Point labels for objects:
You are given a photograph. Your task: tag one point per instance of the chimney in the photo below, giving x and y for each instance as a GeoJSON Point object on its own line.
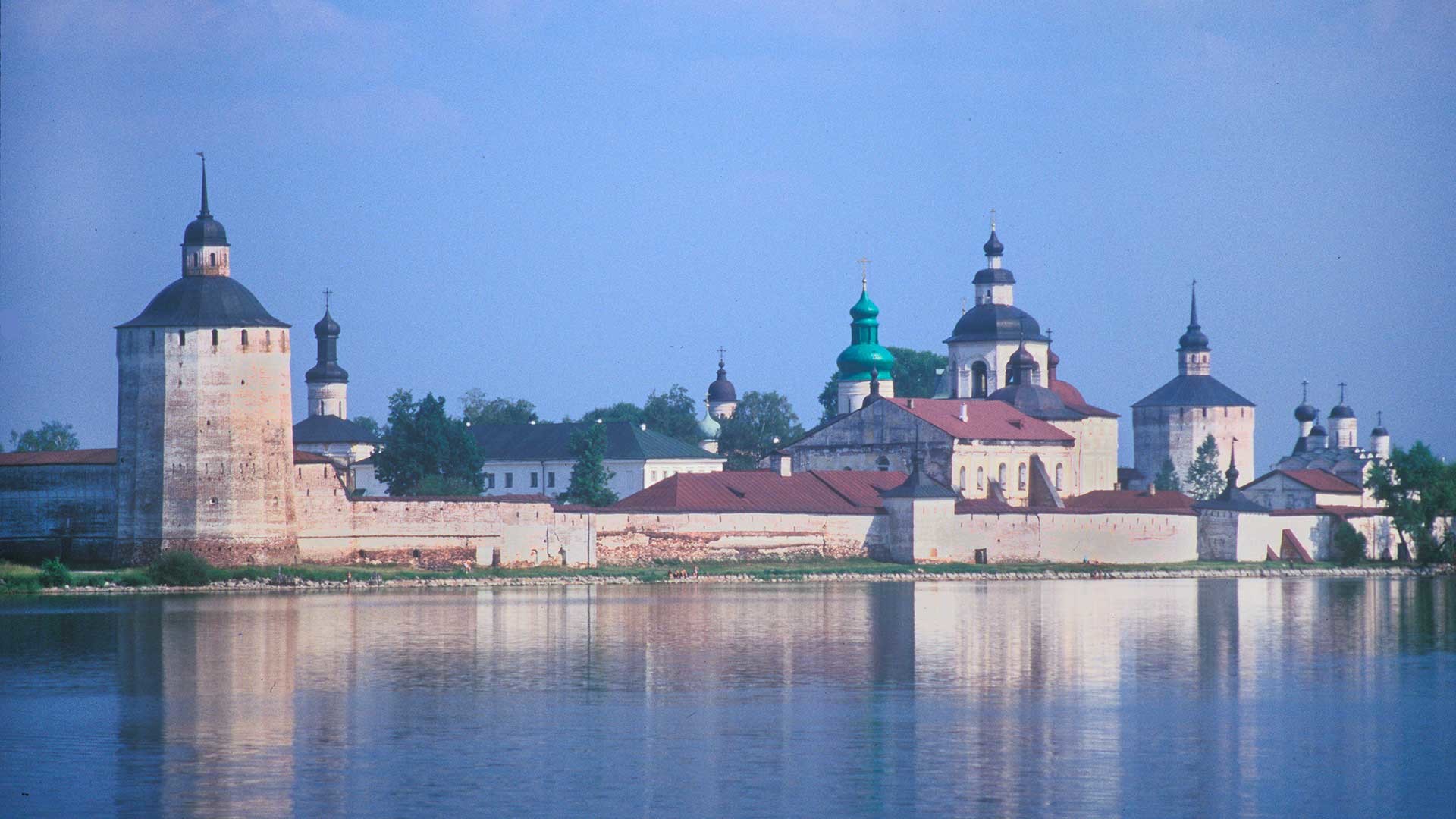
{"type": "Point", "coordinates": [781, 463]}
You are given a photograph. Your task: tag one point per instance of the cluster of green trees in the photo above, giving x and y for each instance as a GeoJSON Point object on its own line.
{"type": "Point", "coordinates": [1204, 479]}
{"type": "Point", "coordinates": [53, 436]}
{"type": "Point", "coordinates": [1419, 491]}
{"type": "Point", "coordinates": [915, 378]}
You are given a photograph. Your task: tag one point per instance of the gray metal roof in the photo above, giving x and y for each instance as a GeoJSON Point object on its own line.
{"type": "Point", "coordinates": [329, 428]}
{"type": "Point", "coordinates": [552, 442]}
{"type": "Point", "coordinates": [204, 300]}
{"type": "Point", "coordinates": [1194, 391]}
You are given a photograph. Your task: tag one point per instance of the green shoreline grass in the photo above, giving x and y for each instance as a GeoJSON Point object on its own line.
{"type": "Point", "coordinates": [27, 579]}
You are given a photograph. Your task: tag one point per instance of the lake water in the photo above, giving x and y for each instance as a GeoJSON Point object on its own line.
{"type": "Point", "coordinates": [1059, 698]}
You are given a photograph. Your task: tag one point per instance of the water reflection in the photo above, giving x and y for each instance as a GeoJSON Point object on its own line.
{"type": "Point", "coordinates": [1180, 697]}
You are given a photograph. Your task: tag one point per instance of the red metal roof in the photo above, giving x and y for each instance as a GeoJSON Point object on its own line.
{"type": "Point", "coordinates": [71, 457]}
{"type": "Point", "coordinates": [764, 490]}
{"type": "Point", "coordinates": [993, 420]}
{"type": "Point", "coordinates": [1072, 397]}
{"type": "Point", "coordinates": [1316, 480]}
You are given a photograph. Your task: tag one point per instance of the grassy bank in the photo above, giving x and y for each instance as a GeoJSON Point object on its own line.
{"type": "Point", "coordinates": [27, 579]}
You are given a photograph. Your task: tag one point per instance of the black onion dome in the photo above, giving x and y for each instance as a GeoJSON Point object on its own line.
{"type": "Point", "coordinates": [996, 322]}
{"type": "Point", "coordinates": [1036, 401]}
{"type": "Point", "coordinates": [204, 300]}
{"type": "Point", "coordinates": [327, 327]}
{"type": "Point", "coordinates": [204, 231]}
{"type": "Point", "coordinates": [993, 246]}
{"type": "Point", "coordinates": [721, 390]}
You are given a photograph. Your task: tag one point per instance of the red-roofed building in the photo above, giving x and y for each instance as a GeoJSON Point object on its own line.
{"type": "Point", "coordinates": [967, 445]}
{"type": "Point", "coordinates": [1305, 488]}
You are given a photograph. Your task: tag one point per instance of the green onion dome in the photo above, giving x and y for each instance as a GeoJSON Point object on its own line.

* * *

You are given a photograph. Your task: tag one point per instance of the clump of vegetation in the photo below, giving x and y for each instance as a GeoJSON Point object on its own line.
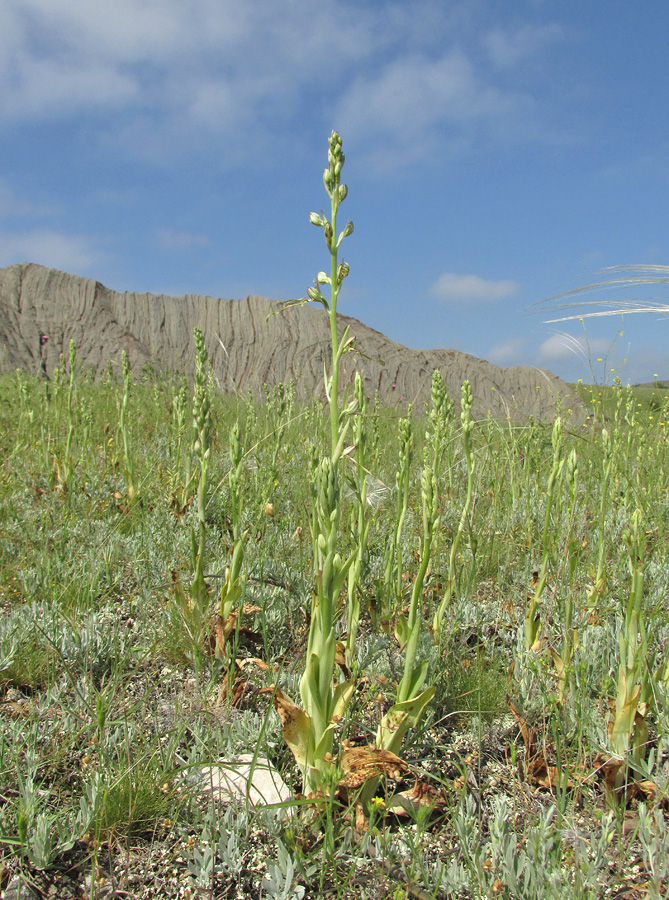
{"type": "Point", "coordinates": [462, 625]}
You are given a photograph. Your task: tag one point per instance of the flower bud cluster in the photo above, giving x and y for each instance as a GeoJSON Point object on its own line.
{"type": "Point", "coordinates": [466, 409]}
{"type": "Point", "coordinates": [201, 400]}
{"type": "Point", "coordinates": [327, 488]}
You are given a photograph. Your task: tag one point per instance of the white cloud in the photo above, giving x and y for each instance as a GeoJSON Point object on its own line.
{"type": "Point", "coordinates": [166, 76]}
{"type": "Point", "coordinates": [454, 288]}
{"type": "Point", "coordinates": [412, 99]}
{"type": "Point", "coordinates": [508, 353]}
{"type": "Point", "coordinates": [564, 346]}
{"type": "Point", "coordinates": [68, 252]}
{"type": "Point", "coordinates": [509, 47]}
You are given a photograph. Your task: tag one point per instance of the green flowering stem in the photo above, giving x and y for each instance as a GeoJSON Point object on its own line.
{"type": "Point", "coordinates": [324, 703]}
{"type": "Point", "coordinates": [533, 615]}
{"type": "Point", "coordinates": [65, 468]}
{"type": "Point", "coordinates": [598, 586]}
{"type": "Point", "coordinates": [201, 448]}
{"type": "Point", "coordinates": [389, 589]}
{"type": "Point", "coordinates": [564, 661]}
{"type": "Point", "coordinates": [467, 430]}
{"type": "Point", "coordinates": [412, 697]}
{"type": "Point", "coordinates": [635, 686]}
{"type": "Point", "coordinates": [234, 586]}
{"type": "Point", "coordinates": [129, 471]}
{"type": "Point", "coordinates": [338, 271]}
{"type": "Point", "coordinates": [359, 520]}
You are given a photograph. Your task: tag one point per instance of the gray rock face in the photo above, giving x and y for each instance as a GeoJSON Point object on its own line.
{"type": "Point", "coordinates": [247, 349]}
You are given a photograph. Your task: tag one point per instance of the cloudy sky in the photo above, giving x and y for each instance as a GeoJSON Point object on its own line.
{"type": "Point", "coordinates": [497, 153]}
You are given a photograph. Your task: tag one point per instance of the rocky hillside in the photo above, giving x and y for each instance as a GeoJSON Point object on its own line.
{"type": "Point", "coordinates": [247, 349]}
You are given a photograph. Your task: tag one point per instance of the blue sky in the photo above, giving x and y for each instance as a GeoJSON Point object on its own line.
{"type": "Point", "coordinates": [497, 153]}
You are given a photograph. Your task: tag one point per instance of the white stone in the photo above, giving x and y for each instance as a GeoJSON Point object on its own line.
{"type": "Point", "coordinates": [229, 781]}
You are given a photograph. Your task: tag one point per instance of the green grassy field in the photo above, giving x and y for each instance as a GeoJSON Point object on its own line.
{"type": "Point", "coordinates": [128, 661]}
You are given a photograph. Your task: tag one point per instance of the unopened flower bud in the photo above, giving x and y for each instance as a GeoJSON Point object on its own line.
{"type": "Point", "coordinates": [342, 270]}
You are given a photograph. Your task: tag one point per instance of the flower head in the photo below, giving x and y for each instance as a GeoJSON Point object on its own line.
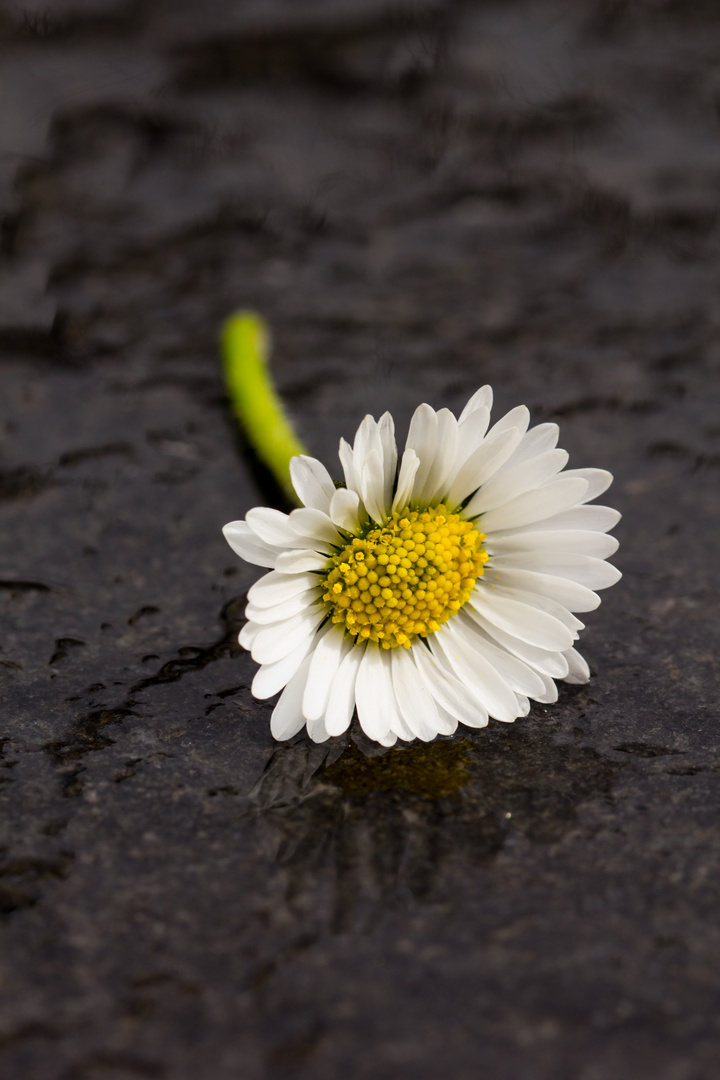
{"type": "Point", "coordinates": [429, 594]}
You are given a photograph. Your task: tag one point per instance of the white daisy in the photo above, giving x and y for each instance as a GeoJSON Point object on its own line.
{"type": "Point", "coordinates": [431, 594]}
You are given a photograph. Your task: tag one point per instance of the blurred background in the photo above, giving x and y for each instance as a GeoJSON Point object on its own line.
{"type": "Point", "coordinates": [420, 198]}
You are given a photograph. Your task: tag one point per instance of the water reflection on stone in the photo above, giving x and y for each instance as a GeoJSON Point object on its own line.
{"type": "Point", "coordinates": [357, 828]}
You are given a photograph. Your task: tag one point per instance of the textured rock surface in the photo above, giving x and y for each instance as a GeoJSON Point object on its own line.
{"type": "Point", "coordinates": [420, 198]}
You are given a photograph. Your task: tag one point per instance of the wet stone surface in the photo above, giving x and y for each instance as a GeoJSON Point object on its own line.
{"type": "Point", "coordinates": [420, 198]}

* * *

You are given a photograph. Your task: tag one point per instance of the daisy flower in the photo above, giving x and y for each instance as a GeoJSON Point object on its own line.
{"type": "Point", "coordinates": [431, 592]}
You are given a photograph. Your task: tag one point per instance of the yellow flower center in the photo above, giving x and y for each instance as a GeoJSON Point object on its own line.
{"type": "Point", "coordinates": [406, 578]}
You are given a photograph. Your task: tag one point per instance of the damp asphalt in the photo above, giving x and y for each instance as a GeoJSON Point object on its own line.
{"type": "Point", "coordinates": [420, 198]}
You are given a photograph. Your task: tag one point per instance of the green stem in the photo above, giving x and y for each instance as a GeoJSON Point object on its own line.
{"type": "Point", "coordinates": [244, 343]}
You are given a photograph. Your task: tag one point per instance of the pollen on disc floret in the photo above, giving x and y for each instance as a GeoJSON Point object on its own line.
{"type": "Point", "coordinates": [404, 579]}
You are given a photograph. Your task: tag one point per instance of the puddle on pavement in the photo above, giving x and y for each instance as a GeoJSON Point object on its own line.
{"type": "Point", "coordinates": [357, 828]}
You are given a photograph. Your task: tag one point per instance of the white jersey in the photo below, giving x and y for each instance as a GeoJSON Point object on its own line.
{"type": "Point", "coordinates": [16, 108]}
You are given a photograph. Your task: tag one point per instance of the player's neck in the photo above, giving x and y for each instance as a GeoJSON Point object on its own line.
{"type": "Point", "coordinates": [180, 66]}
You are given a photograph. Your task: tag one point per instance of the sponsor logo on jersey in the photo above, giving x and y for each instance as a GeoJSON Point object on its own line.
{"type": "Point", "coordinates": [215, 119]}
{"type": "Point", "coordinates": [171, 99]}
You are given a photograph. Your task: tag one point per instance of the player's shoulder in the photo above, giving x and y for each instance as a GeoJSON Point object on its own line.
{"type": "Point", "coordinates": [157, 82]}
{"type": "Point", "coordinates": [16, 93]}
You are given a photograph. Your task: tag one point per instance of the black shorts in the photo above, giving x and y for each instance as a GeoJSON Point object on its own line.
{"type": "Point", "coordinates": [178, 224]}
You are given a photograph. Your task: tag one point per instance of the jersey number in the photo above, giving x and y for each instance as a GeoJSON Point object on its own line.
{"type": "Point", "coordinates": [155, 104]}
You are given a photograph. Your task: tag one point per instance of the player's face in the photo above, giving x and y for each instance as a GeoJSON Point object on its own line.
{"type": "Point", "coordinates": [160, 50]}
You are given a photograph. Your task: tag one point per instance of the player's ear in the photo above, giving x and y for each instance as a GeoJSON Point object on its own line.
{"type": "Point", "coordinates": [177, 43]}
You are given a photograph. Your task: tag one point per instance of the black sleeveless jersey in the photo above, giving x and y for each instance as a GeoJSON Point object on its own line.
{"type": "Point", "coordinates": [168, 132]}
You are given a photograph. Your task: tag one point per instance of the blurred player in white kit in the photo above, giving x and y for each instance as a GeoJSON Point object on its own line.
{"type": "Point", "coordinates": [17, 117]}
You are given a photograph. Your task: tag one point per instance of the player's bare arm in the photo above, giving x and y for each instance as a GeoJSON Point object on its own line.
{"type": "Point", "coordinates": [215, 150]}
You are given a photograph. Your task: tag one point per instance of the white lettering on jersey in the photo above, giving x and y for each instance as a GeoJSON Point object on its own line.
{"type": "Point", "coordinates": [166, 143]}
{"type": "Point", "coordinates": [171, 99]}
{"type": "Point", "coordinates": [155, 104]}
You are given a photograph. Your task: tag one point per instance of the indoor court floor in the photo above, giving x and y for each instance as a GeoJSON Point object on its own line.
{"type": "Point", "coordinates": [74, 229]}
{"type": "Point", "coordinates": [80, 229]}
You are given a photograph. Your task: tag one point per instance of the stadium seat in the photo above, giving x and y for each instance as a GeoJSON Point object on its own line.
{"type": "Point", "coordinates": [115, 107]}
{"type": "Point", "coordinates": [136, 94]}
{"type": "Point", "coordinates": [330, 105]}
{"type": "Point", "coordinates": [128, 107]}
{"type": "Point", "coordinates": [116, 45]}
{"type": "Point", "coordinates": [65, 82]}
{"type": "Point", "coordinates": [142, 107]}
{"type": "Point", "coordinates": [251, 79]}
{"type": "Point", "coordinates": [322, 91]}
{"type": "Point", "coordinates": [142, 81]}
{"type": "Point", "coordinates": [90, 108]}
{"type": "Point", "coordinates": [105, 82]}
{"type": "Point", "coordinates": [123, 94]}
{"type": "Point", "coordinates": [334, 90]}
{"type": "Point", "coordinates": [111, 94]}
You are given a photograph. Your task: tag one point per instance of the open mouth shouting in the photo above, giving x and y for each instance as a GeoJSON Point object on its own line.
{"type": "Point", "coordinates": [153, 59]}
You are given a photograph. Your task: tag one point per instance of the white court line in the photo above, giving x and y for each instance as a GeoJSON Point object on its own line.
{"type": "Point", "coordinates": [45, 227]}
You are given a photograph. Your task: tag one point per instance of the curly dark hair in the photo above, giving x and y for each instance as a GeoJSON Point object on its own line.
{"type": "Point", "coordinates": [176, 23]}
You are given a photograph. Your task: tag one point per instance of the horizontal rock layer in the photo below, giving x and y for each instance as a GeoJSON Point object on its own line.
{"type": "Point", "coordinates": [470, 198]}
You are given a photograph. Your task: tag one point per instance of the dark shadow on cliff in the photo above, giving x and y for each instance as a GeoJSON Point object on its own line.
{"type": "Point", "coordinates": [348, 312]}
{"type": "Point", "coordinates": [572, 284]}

**STATED GOAL:**
Find each line in the records above that contains the string "stem", and copy those lines in full.

**OUTPUT FOR THIS TASK:**
You are given a photograph. Your task: tag one point per instance of the green flowering stem in the photo above, giving x and y for each instance as a GeoJSON Point object on its own line.
You are given a photograph. Your task: tag one point per instance of the green stem in the photo above, giving x and y for each instance as a GeoJSON Point object on its own line.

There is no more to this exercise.